Problem to work on
Transcribe every line exactly. Leave the pictures behind.

— START OF Available data —

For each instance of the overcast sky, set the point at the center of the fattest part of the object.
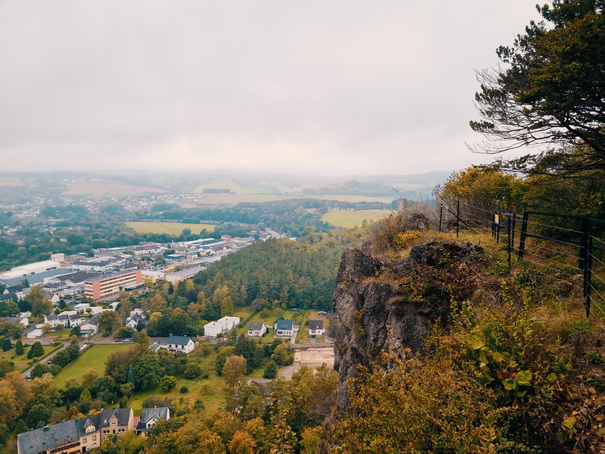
(293, 86)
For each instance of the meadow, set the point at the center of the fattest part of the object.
(22, 362)
(350, 218)
(170, 228)
(93, 357)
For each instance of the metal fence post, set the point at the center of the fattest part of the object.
(523, 234)
(509, 247)
(583, 244)
(457, 218)
(440, 216)
(588, 275)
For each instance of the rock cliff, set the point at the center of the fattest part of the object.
(389, 305)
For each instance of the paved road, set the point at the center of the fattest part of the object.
(46, 358)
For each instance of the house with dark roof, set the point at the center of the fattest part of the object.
(283, 327)
(256, 329)
(136, 321)
(180, 344)
(77, 435)
(150, 416)
(91, 326)
(116, 421)
(316, 328)
(63, 437)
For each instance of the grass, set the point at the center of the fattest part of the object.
(22, 362)
(349, 218)
(170, 228)
(93, 357)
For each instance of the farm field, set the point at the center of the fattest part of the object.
(22, 362)
(11, 181)
(170, 228)
(102, 187)
(349, 218)
(93, 357)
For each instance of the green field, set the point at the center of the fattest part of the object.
(22, 362)
(349, 218)
(93, 357)
(170, 228)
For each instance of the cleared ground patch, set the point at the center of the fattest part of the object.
(93, 357)
(350, 218)
(170, 228)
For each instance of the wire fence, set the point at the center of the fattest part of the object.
(569, 249)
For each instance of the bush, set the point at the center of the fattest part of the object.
(270, 371)
(193, 371)
(126, 332)
(167, 383)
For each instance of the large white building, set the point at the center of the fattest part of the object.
(29, 269)
(221, 326)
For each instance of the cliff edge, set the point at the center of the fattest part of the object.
(386, 305)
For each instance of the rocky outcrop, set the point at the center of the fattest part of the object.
(389, 306)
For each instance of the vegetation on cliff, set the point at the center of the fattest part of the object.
(514, 367)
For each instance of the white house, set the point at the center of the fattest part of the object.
(221, 326)
(180, 344)
(256, 329)
(284, 328)
(316, 328)
(150, 416)
(35, 333)
(213, 329)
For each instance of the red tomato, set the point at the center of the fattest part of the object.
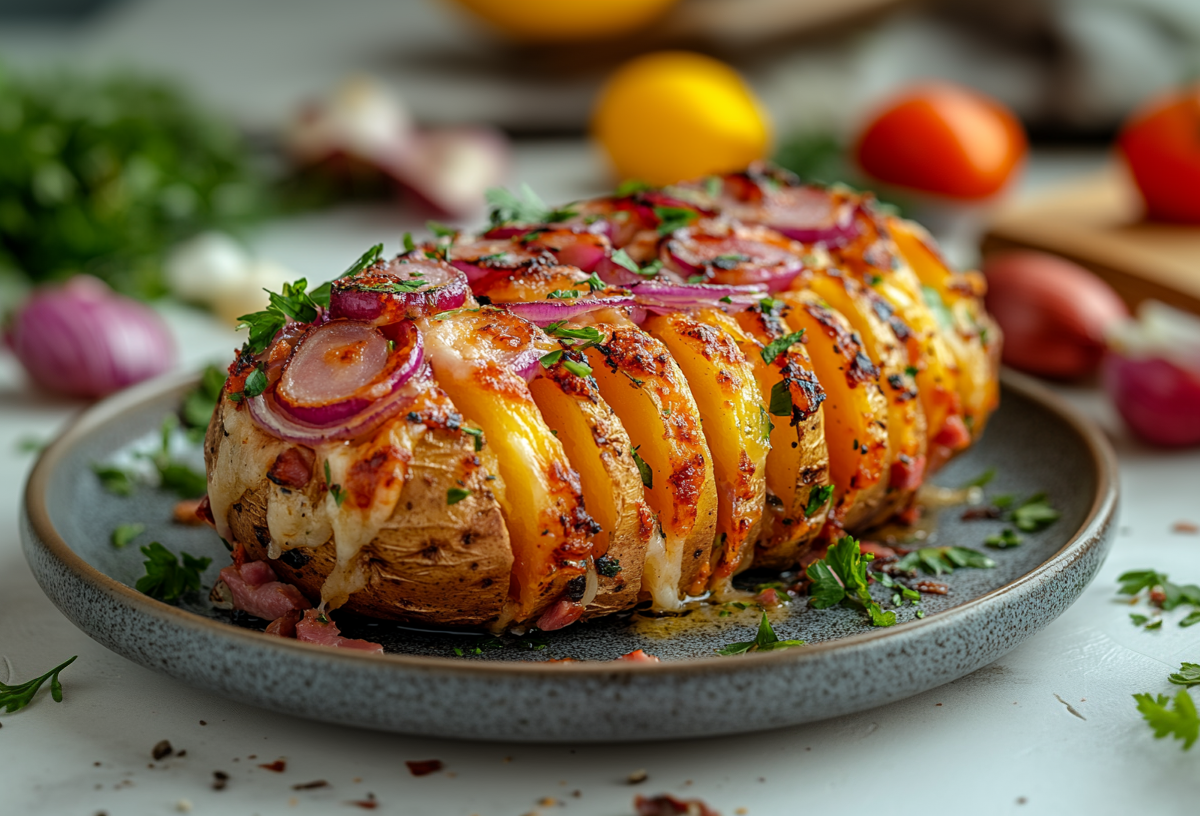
(1162, 145)
(945, 139)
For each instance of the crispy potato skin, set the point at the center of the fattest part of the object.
(431, 562)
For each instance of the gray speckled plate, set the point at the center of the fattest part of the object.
(455, 684)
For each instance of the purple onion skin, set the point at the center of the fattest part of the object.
(84, 340)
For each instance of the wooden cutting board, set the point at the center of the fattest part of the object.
(1097, 222)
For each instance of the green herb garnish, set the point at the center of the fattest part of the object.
(16, 697)
(166, 577)
(765, 641)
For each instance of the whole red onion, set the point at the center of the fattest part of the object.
(84, 340)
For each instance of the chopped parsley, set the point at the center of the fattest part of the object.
(16, 697)
(334, 490)
(772, 351)
(167, 579)
(780, 400)
(840, 577)
(124, 534)
(819, 497)
(765, 641)
(1181, 723)
(936, 561)
(673, 217)
(478, 433)
(1005, 540)
(643, 468)
(505, 208)
(1188, 675)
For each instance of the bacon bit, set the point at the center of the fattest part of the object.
(424, 767)
(907, 473)
(204, 511)
(370, 803)
(767, 598)
(877, 550)
(669, 805)
(257, 592)
(562, 613)
(637, 655)
(293, 468)
(285, 625)
(310, 786)
(311, 630)
(954, 433)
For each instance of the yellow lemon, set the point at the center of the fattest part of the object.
(675, 115)
(567, 21)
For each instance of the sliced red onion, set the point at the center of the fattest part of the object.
(735, 253)
(265, 413)
(84, 340)
(544, 312)
(480, 258)
(340, 369)
(400, 289)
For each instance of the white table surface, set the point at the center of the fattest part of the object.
(999, 741)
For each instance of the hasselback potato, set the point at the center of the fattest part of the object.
(629, 399)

— END OF Available data —

Output of the task
For each instance of the overcast sky, set the point at the center of the fattest part of the object.
(293, 86)
For each instance of the meadow, set the point at the center of the fattest part of the object.
(22, 362)
(350, 218)
(170, 228)
(93, 357)
For each instance of the metal fence post, set the point at the center of the fattest part of the object.
(523, 234)
(509, 247)
(583, 244)
(457, 218)
(440, 216)
(588, 275)
For each instance of the rock cliff, set the point at the center of the fattest part of the object.
(389, 305)
For each instance of the paved road, set the point at the center of the fattest part of the object.
(46, 358)
For each instance of the house with dark roof, set the point at the center of the fattest part of the object.
(283, 327)
(256, 329)
(136, 321)
(180, 344)
(77, 435)
(150, 416)
(91, 326)
(116, 421)
(316, 328)
(63, 437)
For each instance of the grass, set the point at the center of the fattest part of the object.
(22, 362)
(349, 218)
(170, 228)
(93, 357)
For each instance of the farm field, set the point at the center of the fattest part of the object.
(22, 362)
(11, 181)
(170, 228)
(102, 187)
(349, 218)
(93, 357)
For each instance of the green field, set the point at the center of the fattest part of the object.
(22, 362)
(349, 218)
(93, 357)
(170, 228)
For each instance of the cleared ground patch, set the point at the center of the fattest part of the object.
(93, 357)
(350, 218)
(170, 228)
For each instance of the wire fence, set the point at the center of the fattest part of the object.
(569, 249)
For each instance of the bush, set the point at the center of the fattest part of the object.
(270, 371)
(193, 371)
(126, 332)
(167, 383)
For each instance of the large white building, set the point at the center of the fattest part of the object.
(29, 269)
(221, 326)
For each instance of the cliff edge, set the point at the center of the fattest part of the object.
(386, 305)
For each instance of the rocky outcrop, set the point at the center of the fattest part of the object.
(389, 306)
For each instance of the vegetation on cliff, set the point at the center of the fattest part of the object.
(514, 367)
For each instance of the white house, set the point at the center of the fattest part of the object.
(221, 326)
(180, 344)
(256, 329)
(284, 328)
(316, 328)
(150, 416)
(35, 333)
(213, 329)
For each instance of the red tomato, set the point at the center of the fattest part of the object.
(1162, 145)
(945, 139)
For each instance of the crispy potato skin, set the point at the center of the fattest part of the object.
(431, 562)
For each instance of the gray speckled plate, set the point at the center of the fattest part of the object.
(455, 684)
For each instance of the purple onion skin, set the point at the center of the fattest part of the object.
(84, 340)
For each instance of the wooden cutting board, set the point at the center of the fattest part of the object.
(1097, 222)
For each instance of the green herb garnish, set the point at the center of the fattest part of the object.
(16, 697)
(166, 577)
(765, 641)
For each instance of the whole red onion, set the point at the center of the fattest part of the object.
(84, 340)
For each instance of the chopped parsley, set the point at the center of the fattest part of the object.
(16, 697)
(334, 490)
(772, 351)
(167, 579)
(780, 400)
(840, 577)
(124, 534)
(819, 497)
(765, 641)
(1181, 723)
(936, 561)
(673, 217)
(478, 433)
(1005, 540)
(643, 468)
(505, 208)
(1188, 675)
For each instance of the bacon bit, set the point at the center of the fattest part of the object.
(424, 767)
(907, 473)
(204, 511)
(370, 803)
(767, 598)
(877, 550)
(669, 805)
(257, 592)
(562, 613)
(637, 655)
(293, 468)
(285, 625)
(310, 786)
(311, 630)
(954, 433)
For each instance of the yellow lemon, set the point at the center of the fattest part of the object.
(675, 115)
(567, 21)
For each instance of the sliced red onion, set the point at the center of the fattest part of the object.
(735, 253)
(265, 413)
(84, 340)
(544, 312)
(480, 258)
(340, 369)
(400, 289)
For each instance of the white table surface, set the point at the center of the fattest part of the object.
(999, 741)
For each instance of the hasselback potato, set the point at the center of the fattest part of the object.
(629, 399)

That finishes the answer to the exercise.